— WHAT YOU HAVE TO DO —
Please copy each line of the records below that includes the word "camouflage".

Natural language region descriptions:

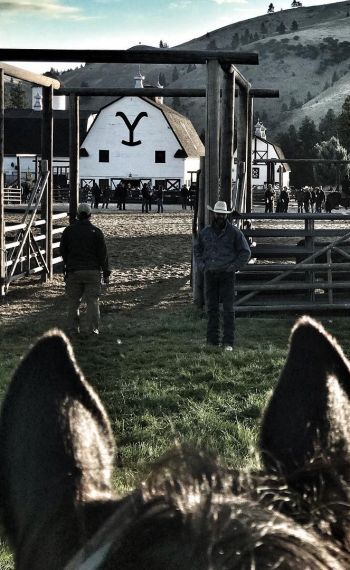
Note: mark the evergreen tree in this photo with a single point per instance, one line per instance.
(235, 41)
(344, 124)
(17, 98)
(309, 138)
(175, 75)
(263, 28)
(327, 127)
(330, 173)
(212, 44)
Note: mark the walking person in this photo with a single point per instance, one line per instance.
(85, 256)
(221, 250)
(269, 199)
(160, 198)
(145, 198)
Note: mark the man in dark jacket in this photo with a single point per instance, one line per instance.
(221, 250)
(84, 254)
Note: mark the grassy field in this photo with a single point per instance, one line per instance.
(162, 386)
(160, 383)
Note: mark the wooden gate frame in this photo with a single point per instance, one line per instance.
(218, 168)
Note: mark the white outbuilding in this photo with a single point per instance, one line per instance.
(263, 149)
(139, 140)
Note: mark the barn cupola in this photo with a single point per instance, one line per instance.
(159, 98)
(260, 130)
(139, 79)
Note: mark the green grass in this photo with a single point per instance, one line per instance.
(163, 386)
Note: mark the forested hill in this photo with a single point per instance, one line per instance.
(304, 52)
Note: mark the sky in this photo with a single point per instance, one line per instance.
(118, 24)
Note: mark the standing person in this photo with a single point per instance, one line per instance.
(106, 196)
(160, 198)
(145, 198)
(269, 198)
(284, 197)
(221, 250)
(184, 196)
(320, 199)
(307, 199)
(84, 254)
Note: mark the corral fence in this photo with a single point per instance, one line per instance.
(26, 244)
(300, 262)
(12, 195)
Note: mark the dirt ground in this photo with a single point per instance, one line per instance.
(150, 255)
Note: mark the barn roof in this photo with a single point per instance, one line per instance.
(278, 150)
(187, 136)
(23, 131)
(183, 129)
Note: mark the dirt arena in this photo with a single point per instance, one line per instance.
(150, 255)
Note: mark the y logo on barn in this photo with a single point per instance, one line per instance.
(131, 126)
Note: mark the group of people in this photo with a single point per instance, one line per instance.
(308, 199)
(281, 198)
(220, 251)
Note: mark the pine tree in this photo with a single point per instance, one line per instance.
(175, 75)
(17, 98)
(327, 127)
(344, 124)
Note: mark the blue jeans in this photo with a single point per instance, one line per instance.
(219, 287)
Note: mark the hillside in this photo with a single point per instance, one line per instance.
(303, 52)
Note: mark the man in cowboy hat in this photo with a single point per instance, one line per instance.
(85, 257)
(221, 250)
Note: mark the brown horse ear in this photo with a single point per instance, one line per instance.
(56, 445)
(309, 412)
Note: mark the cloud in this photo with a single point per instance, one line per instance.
(180, 4)
(49, 8)
(230, 1)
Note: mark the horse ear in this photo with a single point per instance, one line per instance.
(56, 445)
(309, 412)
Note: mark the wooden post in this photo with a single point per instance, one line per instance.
(249, 202)
(212, 136)
(74, 145)
(242, 137)
(19, 173)
(47, 155)
(227, 120)
(2, 192)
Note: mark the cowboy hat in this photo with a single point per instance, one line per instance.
(220, 208)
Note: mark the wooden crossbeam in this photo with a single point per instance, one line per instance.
(154, 55)
(257, 93)
(25, 75)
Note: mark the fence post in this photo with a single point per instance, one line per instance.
(47, 155)
(212, 135)
(227, 120)
(2, 190)
(74, 144)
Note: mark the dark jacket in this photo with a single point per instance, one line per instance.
(83, 247)
(224, 251)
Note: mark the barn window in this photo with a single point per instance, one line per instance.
(159, 156)
(103, 155)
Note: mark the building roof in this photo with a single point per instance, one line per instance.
(278, 151)
(23, 131)
(183, 129)
(190, 144)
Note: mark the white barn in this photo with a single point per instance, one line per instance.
(138, 139)
(265, 149)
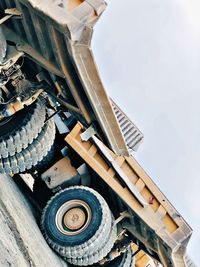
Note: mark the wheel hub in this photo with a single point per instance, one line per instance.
(74, 219)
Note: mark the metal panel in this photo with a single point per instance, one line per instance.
(132, 135)
(58, 37)
(157, 224)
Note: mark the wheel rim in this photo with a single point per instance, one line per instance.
(73, 217)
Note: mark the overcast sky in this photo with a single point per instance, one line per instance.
(148, 53)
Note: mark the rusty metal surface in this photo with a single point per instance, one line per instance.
(57, 35)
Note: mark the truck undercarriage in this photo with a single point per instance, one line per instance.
(58, 124)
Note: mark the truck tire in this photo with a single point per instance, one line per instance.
(31, 155)
(103, 249)
(18, 131)
(77, 223)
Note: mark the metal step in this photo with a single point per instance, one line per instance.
(132, 135)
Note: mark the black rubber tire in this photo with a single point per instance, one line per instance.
(21, 129)
(31, 155)
(101, 251)
(91, 244)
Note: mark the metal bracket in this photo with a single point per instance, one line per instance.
(87, 134)
(11, 12)
(123, 215)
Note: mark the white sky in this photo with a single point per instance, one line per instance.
(148, 53)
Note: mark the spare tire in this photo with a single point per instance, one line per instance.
(78, 224)
(33, 154)
(124, 260)
(18, 131)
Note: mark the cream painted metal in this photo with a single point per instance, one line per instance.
(159, 226)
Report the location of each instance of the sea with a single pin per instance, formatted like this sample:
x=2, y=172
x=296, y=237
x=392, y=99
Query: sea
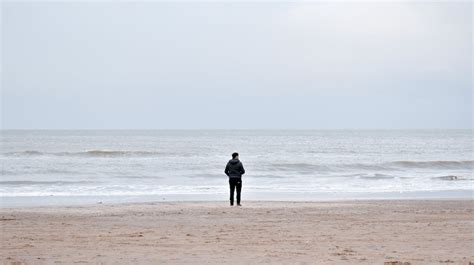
x=71, y=167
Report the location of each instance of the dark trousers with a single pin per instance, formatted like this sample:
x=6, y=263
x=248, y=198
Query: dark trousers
x=235, y=184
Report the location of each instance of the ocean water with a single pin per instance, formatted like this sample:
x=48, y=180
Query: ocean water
x=188, y=164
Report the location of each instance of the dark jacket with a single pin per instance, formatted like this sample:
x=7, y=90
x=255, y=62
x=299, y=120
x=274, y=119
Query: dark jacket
x=234, y=169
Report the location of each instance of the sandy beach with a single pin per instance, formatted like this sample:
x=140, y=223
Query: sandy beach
x=348, y=232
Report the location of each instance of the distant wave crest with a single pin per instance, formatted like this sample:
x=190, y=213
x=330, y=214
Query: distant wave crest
x=394, y=165
x=90, y=153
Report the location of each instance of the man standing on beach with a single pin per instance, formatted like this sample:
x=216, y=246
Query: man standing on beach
x=234, y=170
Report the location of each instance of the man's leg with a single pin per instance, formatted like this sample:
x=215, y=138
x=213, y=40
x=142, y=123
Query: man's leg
x=232, y=188
x=239, y=189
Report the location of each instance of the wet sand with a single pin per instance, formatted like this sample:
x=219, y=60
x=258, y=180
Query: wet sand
x=348, y=232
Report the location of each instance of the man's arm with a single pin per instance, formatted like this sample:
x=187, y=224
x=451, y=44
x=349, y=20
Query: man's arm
x=242, y=170
x=226, y=170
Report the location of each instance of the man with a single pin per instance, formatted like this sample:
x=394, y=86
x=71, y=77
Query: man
x=234, y=170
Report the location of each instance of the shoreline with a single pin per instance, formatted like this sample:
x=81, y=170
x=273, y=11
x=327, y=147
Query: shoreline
x=329, y=232
x=59, y=201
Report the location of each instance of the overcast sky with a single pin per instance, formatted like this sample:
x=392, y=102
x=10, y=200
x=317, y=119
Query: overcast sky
x=155, y=65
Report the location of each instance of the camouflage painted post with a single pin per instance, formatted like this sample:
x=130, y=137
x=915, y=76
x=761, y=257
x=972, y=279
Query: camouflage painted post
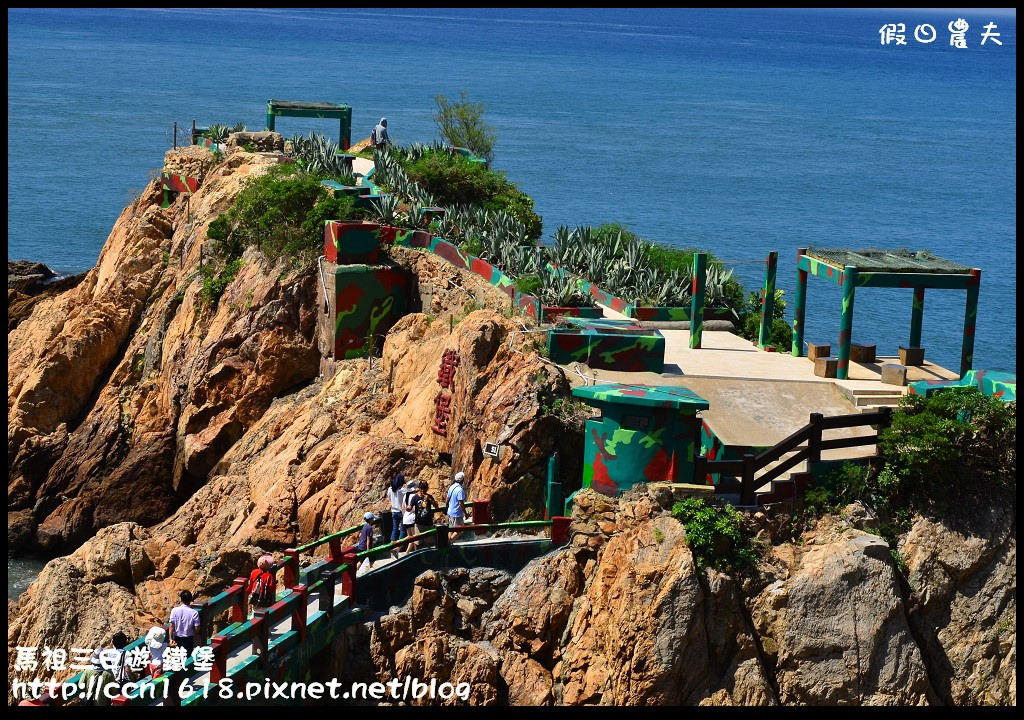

— EXERCISE RESPONSE —
Report the location of each instance of the camouflage painted post with a single pin per instance, formatted like this sample:
Query: camouflage painted post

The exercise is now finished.